__Problems and tasks__:
1. The Glen Canyon documentary interview names the levels of the awards Ken Verdoia has received. List them.
2. Retype the section of the Glen Canyon documentary interview that begins at the words "A: We need to" and ends after "Basin and southwest.".

Ken Verdoia is KUED-TV's Senior Producer for Public Affairs. He is the recipient of more than eighty regional, national and international awards for journalistic and program excellence. Glen Canyon: A Dam, Water and the West is his eighteenth documentary for KUED. His previous works include: A Matter of Principle, Utah: The Struggle for Statehood, Brigham Young and Joe Hill.


Q: What led you to the Glen Canyon Dam as a subject for a documentary?

A: We need to collectively refresh our memories from time-to-time. Glen Canyon is not just the story of a dam and the making of a lake. It is the story of the American West in the years after World War Two. It is the story of how public policy is shaped, how the values of an era can manifest themselves in the projects government undertakes in our name as citizens and taxpayers. The documentary has very little to do with the groups calling for the draining of Lake Powell. Rather, it has everything to do with helping the public understand that water is one of the pivotal issues that shapes life in the Great Basin and southwest.

__Record extracts__:
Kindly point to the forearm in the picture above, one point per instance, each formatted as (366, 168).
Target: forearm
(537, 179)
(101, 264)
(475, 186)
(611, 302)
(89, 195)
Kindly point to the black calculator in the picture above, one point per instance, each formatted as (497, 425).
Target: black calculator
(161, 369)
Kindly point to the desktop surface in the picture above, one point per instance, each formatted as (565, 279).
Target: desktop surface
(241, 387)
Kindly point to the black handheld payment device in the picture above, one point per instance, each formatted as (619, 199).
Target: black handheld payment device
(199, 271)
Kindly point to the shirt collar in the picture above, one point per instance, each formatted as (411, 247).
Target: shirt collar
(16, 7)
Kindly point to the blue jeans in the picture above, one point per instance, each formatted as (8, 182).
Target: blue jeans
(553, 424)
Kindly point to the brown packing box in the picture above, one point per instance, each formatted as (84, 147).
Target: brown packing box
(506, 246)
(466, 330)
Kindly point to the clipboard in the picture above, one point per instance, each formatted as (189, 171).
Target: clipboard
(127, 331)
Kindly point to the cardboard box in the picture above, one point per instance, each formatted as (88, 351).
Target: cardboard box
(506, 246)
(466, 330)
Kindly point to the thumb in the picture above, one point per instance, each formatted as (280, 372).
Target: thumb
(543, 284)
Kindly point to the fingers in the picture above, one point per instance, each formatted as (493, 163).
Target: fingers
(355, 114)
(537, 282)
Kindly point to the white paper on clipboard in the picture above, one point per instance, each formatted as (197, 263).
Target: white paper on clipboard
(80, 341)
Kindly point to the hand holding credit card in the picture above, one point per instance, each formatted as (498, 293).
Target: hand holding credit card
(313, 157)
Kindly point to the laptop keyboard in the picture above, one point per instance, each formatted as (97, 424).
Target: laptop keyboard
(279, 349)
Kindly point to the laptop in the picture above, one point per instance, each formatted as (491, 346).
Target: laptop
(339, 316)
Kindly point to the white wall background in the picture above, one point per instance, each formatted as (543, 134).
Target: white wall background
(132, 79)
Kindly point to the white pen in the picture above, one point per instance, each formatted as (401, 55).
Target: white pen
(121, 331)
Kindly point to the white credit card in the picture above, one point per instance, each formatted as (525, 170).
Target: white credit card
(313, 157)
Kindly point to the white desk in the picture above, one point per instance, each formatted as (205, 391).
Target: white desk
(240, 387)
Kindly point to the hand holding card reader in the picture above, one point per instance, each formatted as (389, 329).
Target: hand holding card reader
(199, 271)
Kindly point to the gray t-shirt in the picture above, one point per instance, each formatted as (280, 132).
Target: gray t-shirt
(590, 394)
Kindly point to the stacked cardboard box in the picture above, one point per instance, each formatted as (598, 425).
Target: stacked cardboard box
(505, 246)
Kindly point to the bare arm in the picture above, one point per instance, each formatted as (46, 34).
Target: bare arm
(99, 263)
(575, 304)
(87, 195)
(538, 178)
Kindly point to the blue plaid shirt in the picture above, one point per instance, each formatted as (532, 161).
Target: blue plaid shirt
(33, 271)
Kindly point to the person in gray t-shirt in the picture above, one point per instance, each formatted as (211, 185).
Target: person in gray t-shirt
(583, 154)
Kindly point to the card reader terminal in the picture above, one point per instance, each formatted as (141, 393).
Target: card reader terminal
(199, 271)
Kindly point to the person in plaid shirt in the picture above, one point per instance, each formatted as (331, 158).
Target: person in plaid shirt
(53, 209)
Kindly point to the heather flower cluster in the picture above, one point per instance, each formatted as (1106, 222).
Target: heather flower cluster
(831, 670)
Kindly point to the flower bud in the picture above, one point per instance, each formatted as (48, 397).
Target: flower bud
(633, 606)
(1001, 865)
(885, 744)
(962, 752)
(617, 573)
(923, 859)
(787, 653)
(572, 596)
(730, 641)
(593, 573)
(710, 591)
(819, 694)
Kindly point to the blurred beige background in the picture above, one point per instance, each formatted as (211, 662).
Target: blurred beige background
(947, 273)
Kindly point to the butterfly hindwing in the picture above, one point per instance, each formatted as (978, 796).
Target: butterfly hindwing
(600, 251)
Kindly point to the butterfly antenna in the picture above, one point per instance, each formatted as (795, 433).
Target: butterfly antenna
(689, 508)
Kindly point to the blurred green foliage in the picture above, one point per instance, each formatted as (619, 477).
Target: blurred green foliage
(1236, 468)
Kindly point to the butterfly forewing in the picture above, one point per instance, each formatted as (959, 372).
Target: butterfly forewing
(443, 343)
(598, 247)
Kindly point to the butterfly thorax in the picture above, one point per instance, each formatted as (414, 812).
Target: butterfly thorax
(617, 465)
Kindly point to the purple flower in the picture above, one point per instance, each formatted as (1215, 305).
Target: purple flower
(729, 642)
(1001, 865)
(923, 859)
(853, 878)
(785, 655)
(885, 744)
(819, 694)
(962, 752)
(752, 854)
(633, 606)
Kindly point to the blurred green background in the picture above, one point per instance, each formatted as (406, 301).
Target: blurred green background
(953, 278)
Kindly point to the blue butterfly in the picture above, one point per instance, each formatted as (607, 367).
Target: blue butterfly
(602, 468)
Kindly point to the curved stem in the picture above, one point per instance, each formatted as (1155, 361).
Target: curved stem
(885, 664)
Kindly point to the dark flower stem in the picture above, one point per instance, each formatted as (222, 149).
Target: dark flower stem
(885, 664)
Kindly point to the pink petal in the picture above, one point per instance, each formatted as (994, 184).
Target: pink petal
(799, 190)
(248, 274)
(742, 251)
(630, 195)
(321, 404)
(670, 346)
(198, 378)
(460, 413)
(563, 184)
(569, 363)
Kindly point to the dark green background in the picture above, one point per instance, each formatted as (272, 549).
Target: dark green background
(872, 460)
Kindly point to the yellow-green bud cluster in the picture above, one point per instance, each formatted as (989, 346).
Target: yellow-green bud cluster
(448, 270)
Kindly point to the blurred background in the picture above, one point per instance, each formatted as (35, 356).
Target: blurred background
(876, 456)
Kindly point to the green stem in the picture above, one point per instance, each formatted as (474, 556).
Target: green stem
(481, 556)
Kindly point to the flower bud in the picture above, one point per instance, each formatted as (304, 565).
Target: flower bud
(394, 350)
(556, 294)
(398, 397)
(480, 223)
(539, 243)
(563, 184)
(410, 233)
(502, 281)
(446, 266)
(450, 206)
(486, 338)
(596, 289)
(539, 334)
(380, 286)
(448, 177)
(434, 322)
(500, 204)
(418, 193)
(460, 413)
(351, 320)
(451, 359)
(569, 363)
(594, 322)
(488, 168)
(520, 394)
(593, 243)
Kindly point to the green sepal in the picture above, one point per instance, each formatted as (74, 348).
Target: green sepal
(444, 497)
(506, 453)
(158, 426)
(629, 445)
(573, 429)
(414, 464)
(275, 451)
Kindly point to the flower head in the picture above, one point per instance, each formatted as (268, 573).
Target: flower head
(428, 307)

__Task answers__:
1. Regional, national, international

2.
A: We need to collectively refresh our memories from time-to-time. Glen Canyon is not just the story of a dam and the making of a lake. It is the story of the American West in the years after World War Two. It is the story of how public policy is shaped, how the values of an era can manifest themselves in the projects government undertakes in our name as citizens and taxpayers. The documentary has very little to do with the groups calling for the draining of Lake Powell. Rather, it has everything to do with helping the public understand that water is one of the pivotal issues that shapes life in the Great Basin and southwest.